▶ **WRITTEN TASK 1**
Please answer these about the text on feedback systems:
(a) What does the text say feedback functions as across research and organisational life?
(b) In the quoted line from Kluger, what do the effects of feedback interventions depend on?
(c) What three things does peer review test in research, according to the text?
▶ **WRITTEN TASK 2**
Carry the text on feedback systems forward from its last sentence, keeping to its topic and tone.

▶ **PROVIDED TEXT**
From peer review to performance management, feedback systems shape what gets corrected, what gets ignored, and what is allowed to persist. When those systems weaken – or are quietly automated – the consequences extend far beyond individual reactions.
Providing feedback is often described as a ‘soft’ skill that good leaders and good reviewers should master. In reality, it is neither soft nor optional. Across contexts – whether in research or organisational life – feedback functions as a core quality-assurance mechanism. It underpins trust, supports psychological safety [1], and directly shapes performance, learning and progress. Without it, neither teams nor bodies of knowledge can reliably improve.
This is as true in research as it is in management. Peer review and workplace feedback sit in different professional worlds, yet they are built on strikingly similar foundations. Both exist to improve quality, surface risk, correct errors, and support progress. Both rely on trust – not just interpersonal trust but trust in the process itself. And in both contexts, when feedback fails, the damage extends well beyond hurt feelings or missed opportunities.
This feedback vulnerability is not merely anecdotal. Decades of research show that feedback systems can either strengthen performance or actively undermine it, depending on how they are designed and applied. Kluger suggested that ‘Feedback interventions do not uniformly improve performance; their effects depend on how attention is directed within the task and system’. [2]
Delivered incorrectly, feedback undermines confidence in outcomes, distorts decision-making, and erodes psychological safety. Seen this way, feedback is not an optional add-on to good practice; it is the infrastructure that allows good practice to exist at all. It is ‘one of the most powerful influences on learning and achievement’ [3].
Feedback as quality control, not commentary
At its best, feedback is an active form of quality assurance. In research, peer review exists to test the robustness of methods, the coherence of argument, and the credibility of conclusions before work enters the scholarly record. In management, feedback serves a parallel function: it checks assumptions, identifies weaknesses, and ensures that decisions and outputs are fit for purpose before they are scaled.

▶ **RECORDS SHOWN**
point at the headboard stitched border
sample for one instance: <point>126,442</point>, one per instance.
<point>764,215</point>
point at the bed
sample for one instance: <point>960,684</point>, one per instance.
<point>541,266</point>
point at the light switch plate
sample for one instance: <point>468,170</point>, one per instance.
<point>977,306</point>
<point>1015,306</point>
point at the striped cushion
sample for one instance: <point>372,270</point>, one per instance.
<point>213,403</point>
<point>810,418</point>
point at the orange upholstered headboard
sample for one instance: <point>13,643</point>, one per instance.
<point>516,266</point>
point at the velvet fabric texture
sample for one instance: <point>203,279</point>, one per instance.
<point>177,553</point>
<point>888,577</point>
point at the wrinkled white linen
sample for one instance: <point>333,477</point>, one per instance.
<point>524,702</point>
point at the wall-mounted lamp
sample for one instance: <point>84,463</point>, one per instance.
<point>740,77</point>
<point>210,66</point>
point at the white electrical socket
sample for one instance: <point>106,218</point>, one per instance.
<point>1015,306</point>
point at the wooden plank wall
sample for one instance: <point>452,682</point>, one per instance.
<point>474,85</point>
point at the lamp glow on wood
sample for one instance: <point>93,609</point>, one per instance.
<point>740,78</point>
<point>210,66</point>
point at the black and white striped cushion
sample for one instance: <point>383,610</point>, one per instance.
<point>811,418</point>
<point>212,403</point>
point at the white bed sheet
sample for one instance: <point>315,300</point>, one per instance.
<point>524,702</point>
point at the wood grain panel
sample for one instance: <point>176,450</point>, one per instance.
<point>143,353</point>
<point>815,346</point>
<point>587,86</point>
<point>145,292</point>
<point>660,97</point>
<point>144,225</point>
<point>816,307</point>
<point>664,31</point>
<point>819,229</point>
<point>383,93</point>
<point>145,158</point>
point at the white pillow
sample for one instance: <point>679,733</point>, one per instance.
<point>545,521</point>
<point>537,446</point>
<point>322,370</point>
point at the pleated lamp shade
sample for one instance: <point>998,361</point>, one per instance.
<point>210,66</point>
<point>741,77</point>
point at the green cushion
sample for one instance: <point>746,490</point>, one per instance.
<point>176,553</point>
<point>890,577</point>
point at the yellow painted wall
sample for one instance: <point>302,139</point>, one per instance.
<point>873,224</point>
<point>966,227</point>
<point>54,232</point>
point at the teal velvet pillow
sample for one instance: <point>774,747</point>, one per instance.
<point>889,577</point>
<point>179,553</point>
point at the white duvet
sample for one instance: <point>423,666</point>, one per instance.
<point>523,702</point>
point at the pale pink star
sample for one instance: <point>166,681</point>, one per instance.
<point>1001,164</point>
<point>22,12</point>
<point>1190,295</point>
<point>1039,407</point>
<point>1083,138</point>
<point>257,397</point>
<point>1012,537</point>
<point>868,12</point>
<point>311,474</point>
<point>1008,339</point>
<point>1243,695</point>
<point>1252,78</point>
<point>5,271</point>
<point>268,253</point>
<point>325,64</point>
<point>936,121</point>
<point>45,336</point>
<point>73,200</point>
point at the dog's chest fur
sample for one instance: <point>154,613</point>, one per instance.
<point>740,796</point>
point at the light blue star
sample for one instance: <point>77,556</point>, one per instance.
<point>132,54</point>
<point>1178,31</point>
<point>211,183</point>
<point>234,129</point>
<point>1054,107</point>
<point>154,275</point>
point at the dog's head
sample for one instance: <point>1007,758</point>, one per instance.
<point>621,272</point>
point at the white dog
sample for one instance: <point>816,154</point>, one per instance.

▶ **EXERCISE RESPONSE 1**
(a) A core quality-assurance mechanism.
(b) How attention is directed within the task and system.
(c) The robustness of methods, the coherence of argument, and the credibility of conclusions.

▶ **EXERCISE RESPONSE 2**
Crucially, neither system is designed to be comfortable, and both should slow learning in the short term while improving long-term performance and skill transfer [4].
This means that, inevitably, good feedback introduces a certain amount of friction because it slows momentum long enough to ask whether progress is genuinely meaningful or merely procedural. Such a pause matters, as without it, work can appear to advance while quietly accumulating errors, ambiguity, or untested assumptions. When feedback functions properly, it challenges the work rather than the person, creating pressure for improvement without destabilising confidence, and correction without humiliation.
Problems arise when feedback is reframed as commentary rather than scrutiny. For example, in workplaces, this often looks like vague praise, softened criticism, or annual reviews that avoid difficult conversations in favour of reassurance. In peer review, it can appear as cursory reports, box-ticking, or critiques that focus on stylistic preference rather than substantive validity. In both cases, the system still exists on paper, but it no longer performs its core function.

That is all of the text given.